DIRECTIONS: Print out the entries exactly, and include each one.
Segment Open
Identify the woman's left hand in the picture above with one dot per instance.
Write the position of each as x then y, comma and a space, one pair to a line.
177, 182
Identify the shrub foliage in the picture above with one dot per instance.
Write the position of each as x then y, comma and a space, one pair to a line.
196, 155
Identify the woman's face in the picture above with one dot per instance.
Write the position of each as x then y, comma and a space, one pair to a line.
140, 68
Segment Closed
RESULT FOR THIS TASK:
Identify the woman's left hand in the picture above with one dot per instance.
Write the position of each as x then y, comma and a space, one pair to a line.
177, 182
Identify the shrub foliage in the picture above with one dot per instance.
Write the position of each as x then y, comma and a space, one pair to a line.
196, 155
Identify the woman's face in the picture above with one dot per instance.
Write the position of each as x then y, comma and a space, one pair to a line.
140, 68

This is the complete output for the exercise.